— Start Listed entries —

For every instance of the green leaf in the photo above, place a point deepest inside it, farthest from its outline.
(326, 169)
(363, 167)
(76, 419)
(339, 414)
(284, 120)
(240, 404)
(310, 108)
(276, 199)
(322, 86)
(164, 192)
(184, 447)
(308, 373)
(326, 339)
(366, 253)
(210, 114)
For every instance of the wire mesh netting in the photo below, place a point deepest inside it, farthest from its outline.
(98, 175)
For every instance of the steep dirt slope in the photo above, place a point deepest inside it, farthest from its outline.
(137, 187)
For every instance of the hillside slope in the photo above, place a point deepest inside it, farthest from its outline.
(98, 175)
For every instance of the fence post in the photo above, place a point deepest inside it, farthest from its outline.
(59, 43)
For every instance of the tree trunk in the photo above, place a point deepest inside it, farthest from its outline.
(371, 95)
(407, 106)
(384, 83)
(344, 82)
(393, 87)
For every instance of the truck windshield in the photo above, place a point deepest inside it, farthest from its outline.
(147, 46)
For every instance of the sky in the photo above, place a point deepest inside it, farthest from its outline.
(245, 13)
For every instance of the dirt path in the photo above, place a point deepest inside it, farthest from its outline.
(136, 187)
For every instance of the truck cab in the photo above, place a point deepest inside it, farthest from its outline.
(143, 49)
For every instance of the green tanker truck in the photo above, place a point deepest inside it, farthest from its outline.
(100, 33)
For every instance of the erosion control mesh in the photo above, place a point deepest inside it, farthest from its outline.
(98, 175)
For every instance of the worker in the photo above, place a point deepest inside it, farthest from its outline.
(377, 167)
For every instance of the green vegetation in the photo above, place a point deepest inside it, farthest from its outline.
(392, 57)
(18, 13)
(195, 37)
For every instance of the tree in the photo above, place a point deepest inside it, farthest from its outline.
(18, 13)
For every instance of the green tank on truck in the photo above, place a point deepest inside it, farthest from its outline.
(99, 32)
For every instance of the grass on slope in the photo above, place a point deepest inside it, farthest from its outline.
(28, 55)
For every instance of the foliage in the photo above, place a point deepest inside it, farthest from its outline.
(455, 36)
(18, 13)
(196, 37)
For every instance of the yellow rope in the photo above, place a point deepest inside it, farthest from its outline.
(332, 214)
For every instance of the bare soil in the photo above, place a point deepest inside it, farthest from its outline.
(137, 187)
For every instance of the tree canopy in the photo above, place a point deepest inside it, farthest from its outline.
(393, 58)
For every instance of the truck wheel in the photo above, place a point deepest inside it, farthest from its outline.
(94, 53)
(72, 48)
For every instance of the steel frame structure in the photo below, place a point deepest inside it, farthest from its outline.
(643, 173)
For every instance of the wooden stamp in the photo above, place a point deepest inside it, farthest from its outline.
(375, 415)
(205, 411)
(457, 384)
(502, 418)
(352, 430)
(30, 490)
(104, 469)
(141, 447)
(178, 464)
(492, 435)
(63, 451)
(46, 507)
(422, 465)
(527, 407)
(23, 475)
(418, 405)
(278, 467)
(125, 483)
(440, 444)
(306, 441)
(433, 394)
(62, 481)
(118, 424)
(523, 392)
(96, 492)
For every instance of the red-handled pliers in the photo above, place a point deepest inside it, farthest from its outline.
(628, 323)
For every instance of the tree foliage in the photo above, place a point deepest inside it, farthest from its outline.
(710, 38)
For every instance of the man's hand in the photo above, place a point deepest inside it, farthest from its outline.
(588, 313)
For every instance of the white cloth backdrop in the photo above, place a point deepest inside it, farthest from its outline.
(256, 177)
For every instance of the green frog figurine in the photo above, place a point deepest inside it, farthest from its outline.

— End Listed entries —

What is needed.
Copy out the records word for word, from the line containing "For every instance of the tree foliage" through the end of the records, both ends included.

Response below.
For every instance of the tree foliage in the photo above, place a point deepest inside it, farthest from its outline.
(710, 38)
For every instance of the man's hand in the photo above, place a point deepest inside it, farthest from its outline.
(588, 313)
For every instance of the white cloth backdrop in the photo above, place a point deepest inside it, farthest from its outline.
(256, 177)
For every instance of the green frog figurine in the photo above, place a point deepest inside it, farthest from its outline.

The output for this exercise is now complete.